Display each line below that includes the word "woman", treating uppercase and lowercase as different.

** begin Exercise inputs **

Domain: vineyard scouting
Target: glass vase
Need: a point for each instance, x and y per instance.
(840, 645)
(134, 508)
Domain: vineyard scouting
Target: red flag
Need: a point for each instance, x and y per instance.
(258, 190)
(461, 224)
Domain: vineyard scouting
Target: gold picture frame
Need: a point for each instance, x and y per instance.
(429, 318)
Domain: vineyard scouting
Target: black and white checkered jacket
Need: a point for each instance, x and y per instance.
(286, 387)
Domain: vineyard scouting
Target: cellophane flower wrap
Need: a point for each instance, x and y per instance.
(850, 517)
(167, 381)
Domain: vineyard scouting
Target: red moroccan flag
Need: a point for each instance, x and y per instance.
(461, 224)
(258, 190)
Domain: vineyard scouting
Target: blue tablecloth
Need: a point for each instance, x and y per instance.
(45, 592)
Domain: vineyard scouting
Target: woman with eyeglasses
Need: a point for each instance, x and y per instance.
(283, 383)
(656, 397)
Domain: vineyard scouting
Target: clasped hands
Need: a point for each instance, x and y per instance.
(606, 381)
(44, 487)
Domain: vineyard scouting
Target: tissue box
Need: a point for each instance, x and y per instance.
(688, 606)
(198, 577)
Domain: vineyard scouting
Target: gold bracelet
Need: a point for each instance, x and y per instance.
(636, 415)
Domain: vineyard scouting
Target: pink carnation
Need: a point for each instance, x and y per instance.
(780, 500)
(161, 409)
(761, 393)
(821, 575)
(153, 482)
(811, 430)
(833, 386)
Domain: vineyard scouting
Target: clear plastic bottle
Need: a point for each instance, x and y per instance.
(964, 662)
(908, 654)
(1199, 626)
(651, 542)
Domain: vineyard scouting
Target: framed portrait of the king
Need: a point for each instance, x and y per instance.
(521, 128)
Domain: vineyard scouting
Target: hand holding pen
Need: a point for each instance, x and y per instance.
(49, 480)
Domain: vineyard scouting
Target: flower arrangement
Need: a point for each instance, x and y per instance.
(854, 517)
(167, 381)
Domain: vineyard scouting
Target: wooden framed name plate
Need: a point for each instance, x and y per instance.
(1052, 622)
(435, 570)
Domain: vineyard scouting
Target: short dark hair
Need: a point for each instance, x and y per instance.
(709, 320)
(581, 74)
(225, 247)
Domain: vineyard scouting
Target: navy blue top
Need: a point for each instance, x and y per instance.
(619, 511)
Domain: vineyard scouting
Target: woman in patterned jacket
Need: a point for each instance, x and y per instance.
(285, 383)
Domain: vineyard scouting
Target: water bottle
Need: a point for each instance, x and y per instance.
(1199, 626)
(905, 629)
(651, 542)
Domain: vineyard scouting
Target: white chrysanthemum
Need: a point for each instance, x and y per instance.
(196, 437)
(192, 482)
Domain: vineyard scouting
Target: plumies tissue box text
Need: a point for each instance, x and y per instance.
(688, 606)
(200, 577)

** end Exercise inputs **

■ **Result of the task**:
Target: woman with eyeglasses
Target: woman in patterned jacket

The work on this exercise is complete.